Здравые смыслы. Настоящая литература настоящего времени - Колобродов Алексей Юрьевич 9 стр.


Историю активно продвигал сам Сергей Александрович. В очерке "Железный Миргород" упоминает как о событии, всем известном: "Взяли с меня подписку не петь "Интернационала", как это сделал я в Берлине". (Условие властей для пребывания Сергея Есенина и Айседоры Дункан в США.)

Есть, на ту же тему, множество мемуарных свидетельств; разговор с официантами, скажем, передает Августа Миклашевская со ссылкой на Айседору Дункан. Любопытно, что по возвращении Есенина в Советскую Россию (август 1923 г.) поэт удостоился нешуточных знаков официального внимания: вызов в Кремль, аудиенция у Л. Д. Троцкого, предложение делать "свой" журнал… Пиар срабатывал, увеличиваясь в объемах, как любое российское представление о "заграничном".

Словом, кабацкое исполнение "Интернационала" – один из ключевых элементов есенинской мифологии.

В тексте "Снова пьют", конечно, нет указаний на конкретную географию, но взгляд на родину как бы извне, издалека, ощущается явственно.

И даже ставит в тупик читателей, полагающих, будто "Москва кабацкая" писалась непосредственно за столиком в московско-нэповском "логове жутком". Где-нибудь в "Стойле" или "Яме".

Есенина меньше всего интересовали почтовые подробности, но художественные детали вполне красноречивы.

"Вспоминают московскую Русь" – речь явно идет не о конгрессе историков – знатоков допетровского времени, обсуждающих за кружкой моссельпромовского пива Ивана Калиту и Дмитрия Шемяку…

"Им про Волгу поет и про Чека" – в нэповской Москве ранних 20-х, хоть времена и были вегетарианскими в сравнении с последующей эпохой, петь про Чека – уже опасно. Хотя "Яблочко", наверное, пели – тот же герой "Собачьего сердца", промышлявший на балалайке по трактирам.

Исходные данные:

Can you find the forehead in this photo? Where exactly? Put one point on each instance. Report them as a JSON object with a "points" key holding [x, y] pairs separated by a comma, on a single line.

Требования к заданиям:
1. Когда, согласно фрагменту страницы, Есенин вернулся в Советскую Россию?
2. Какие знаки официального внимания получил Есенин по возвращении в Советскую Россию, согласно фрагменту страницы? Назовите все.
3. Перепишите из фрагмента страницы отрывок, начиная со слов «Есть, на ту» и далее вплоть до слов «издалека, ощущается явственно.».

Ответы по заданиям:
1. В августе 1923 года.

2. Вызов в Кремль; аудиенция у Л. Д. Троцкого; предложение делать «свой» журнал.

3.
Есть, на ту же тему, множество мемуарных свидетельств; разговор с официантами, скажем, передает Августа Миклашевская со ссылкой на Айседору Дункан. Любопытно, что по возвращении Есенина в Советскую Россию (август 1923 г.) поэт удостоился нешуточных знаков официального внимания: вызов в Кремль, аудиенция у Л. Д. Троцкого, предложение делать "свой" журнал… Пиар срабатывал, увеличиваясь в объемах, как любое российское представление о "заграничном".

Словом, кабацкое исполнение "Интернационала" – один из ключевых элементов есенинской мифологии.

В тексте "Снова пьют", конечно, нет указаний на конкретную географию, но взгляд на родину как бы извне, издалека, ощущается явственно.